[mary-users] Phonemes Times issues with MaryTTS.

Fri Apr 26 00:30:19 CEST 2013

Dear Ricardo,

glad to hear things are working now.

As I mentioned, REALISED_DURATIONS produces XWaves .lab file format. The 
second column has historical significance, but is meaningless for 
current applications. The format is

HEADER
#
END JUNK LABEL
...

Where HEADER may be empty and is terminated by a #.
Each of the following lines represents one phonetic segment and has 
three fields: END time in seconds, a JUNK number (with historical 
significance), and the LABEL.

Best wishes,

-Ingmar

On 4/26/13 12:12 AM, Ricardo Duarte wrote:
> Dear Ingmar,
>
> Thanks again for such quick reply, I made a mistake on the original
> mistake as you pointed out, i use Realised_AccoustParams not AccoustParams.
>
> Thanks for letting me know that i made the right choice when it comes to
> parse the Realised_AccoustParams.
> What is the second column of the Realised_Durations, isn't supposed to
> be the duration of phoneme, if it is why is always at 125ms?
>
> I just realised that there is a boundary term in the end which gives the
> exact time of the pause.
>
> Kind Regards
>
> Ricardo
>
>
> On 25 April 2013 20:17, Ingmar Steiner <ingmar.steiner at dfki.de
> <mailto:ingmar.steiner at dfki.de>> wrote:
>
>     Dear Ricardo,
>
>     thanks for such a detailed report! Here's some feedback.
>
>     First of all, what you've listed in this message is not
>     ACOUSTPARAMS, but REALISED_ACOUSTPARAMS. The former is the processed
>     input text, with all of the predicted pronunciation and prosodic
>     parameters (duration, f0). Then comes the unit selection process,
>     which finds the optimal sequence of units, given that prediction,
>     from the selected voice database. The result is REALISED_ACOUSTPARAMS.
>
>     In a perfect world, the selected units would match 100% with the
>     prediction, but reality of course bites. So the durations of the the
>     phones and syllables are adjusted according to the selected units,
>     and that's why there are differences. ACOUSTPARAMS will never match
>     up with the acoustic output of the unit selection, and the mismatch
>     will accumulate with longer input. Use REALISED_ACOUSTPARAMS
>     instead, and you will get the actual durations. Incidentally,
>     REALISED_DURATIONS is just a shortcut to get those durations in
>     XWaves .lab format.
>
>     Intonational boundaries such as those predicted from some
>     punctuation tokens currently have a fixed duration of 400 ms.
>
>     What confuses me is that you explain the issue you observe in such a
>     way that I believe you're requesting ACOUSTPARAMS instead of
>     REALISED_ACOUSTPARAMS, but the XML you paste indicates that you are
>     requesting with the latter.
>
>     I still hope that perhaps this helps answer your questions.
>
>     Best wishes,
>
>     -Ingmar
>
>
>     On 4/25/13 4:45 PM, Ricardo Duarte wrote:
>
>         Hi all,
>
>         I use MaryTTS with a coarticulation solution, which works fine
>         unless i
>         have paragraphs in the input sentences.
>
>         I am using this input text from another application to maryTTS:
>         Achilles picked up his sword and shield, and wore his armour.
>         Afterwards, he left his tent, heading for the battlefield. There, he
>         attacked Hector and killed him. Achilles picked up Hector’s body,
>         returned to the Greek camp and dropped Hector’s body. He picked up
>         Patroklus’ body and walked to the beach. There, Achilles
>         prepared for
>         Patroclus’ funeral, and then performed it. He returned to his tent,
>         where Priam was waiting and, after a discussion, Achilles
>         allowed Priam
>         to take Hector’s body.

------------------------------------

#### [Goal a]
In the MaryTTS thread, what fixed duration do intonational boundaries currently have?

------------------------------------

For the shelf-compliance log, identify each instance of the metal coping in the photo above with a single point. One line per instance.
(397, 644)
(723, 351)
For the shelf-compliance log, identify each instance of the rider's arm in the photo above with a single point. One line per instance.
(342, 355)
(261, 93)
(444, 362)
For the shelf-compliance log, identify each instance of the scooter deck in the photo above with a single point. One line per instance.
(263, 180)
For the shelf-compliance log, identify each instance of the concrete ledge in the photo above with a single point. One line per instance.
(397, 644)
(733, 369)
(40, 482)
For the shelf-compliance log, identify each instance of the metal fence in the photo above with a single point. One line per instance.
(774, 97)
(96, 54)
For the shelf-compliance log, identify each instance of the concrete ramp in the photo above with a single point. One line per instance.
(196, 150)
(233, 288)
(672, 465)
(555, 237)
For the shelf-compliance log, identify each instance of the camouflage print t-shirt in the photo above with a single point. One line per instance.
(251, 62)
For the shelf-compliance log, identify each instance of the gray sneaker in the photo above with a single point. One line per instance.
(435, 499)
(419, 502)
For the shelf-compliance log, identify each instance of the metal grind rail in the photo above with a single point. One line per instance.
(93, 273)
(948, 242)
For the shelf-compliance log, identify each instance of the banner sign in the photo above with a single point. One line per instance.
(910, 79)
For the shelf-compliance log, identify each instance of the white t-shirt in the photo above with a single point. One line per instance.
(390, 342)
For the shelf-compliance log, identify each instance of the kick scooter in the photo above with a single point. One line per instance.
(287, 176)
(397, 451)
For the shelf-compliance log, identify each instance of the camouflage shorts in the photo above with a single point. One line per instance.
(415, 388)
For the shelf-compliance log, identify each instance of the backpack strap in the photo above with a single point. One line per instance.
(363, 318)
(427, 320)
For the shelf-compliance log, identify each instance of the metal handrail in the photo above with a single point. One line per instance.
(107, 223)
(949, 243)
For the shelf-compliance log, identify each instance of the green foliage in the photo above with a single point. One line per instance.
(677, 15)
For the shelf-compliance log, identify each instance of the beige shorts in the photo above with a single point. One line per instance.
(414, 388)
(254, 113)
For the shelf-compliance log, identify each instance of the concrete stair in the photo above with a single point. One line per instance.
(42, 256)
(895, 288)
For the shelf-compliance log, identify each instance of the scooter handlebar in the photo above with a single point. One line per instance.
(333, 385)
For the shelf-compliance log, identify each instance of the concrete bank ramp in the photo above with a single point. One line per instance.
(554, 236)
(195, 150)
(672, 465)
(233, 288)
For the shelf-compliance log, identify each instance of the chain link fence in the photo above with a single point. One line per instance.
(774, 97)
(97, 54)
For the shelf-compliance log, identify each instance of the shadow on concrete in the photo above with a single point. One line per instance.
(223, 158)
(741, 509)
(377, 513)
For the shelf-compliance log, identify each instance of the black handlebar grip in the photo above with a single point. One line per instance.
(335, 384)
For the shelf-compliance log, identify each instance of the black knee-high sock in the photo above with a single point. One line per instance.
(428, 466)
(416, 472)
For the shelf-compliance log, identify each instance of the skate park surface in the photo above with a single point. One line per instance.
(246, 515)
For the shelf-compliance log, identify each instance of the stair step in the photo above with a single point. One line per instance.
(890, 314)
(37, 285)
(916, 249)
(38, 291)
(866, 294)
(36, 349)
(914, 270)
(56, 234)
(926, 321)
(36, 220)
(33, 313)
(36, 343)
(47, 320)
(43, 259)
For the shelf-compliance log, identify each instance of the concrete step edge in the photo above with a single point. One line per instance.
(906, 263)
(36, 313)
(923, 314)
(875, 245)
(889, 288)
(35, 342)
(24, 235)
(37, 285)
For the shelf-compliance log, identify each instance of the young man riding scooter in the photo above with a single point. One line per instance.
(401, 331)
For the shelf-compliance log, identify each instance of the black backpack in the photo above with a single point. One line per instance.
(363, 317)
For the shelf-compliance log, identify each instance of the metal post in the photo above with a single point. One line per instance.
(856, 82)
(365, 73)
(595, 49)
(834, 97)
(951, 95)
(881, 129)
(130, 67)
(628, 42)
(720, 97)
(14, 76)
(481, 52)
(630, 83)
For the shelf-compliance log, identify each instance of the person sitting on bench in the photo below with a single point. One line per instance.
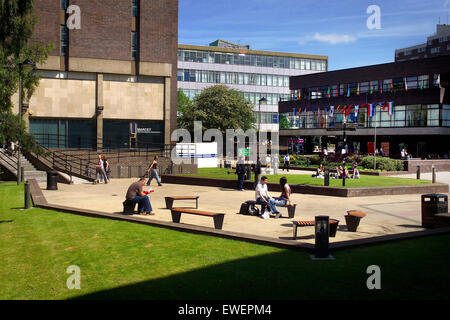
(263, 198)
(136, 194)
(284, 199)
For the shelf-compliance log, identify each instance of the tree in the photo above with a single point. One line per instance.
(218, 107)
(17, 23)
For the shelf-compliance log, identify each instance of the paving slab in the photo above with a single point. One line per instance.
(386, 215)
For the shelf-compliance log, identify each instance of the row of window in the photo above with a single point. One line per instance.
(368, 87)
(403, 116)
(252, 60)
(64, 32)
(223, 77)
(272, 98)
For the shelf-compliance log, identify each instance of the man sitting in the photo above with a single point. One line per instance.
(263, 198)
(135, 194)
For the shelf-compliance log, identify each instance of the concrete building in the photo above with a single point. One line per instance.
(111, 83)
(257, 74)
(436, 45)
(419, 116)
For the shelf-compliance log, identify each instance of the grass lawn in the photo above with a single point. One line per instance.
(122, 260)
(364, 181)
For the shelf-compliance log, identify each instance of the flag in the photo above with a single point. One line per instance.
(390, 108)
(371, 110)
(348, 110)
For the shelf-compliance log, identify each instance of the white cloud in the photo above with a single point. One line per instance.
(331, 38)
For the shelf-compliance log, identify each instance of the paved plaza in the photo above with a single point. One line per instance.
(385, 214)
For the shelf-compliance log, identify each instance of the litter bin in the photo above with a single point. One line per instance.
(52, 183)
(432, 204)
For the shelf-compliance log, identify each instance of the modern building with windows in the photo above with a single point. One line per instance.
(257, 74)
(410, 101)
(111, 83)
(436, 45)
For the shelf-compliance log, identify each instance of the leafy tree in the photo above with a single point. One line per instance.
(218, 107)
(17, 23)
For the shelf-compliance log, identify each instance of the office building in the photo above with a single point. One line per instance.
(111, 83)
(257, 74)
(410, 100)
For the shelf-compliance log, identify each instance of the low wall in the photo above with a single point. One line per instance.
(316, 190)
(426, 165)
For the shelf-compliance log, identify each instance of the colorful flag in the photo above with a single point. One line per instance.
(371, 110)
(390, 108)
(348, 110)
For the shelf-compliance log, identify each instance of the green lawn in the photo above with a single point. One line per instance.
(131, 261)
(364, 181)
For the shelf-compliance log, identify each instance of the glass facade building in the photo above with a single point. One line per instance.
(257, 74)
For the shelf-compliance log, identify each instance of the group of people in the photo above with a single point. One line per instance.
(269, 203)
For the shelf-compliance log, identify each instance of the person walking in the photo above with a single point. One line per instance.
(100, 170)
(152, 169)
(287, 160)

------------------------------------

#### [Goal b]
Rewrite the stretch of the records from the line containing "the person walking" through the end of the records, changing "shelf-compliance log" to "site survey log" and leaving everything else as it stands.

#### [Reply a]
400 ms

#### [Reply b]
For the site survey log, identify each instance of the person walking in the photo above with a single point. One line per instance.
(100, 170)
(152, 169)
(287, 160)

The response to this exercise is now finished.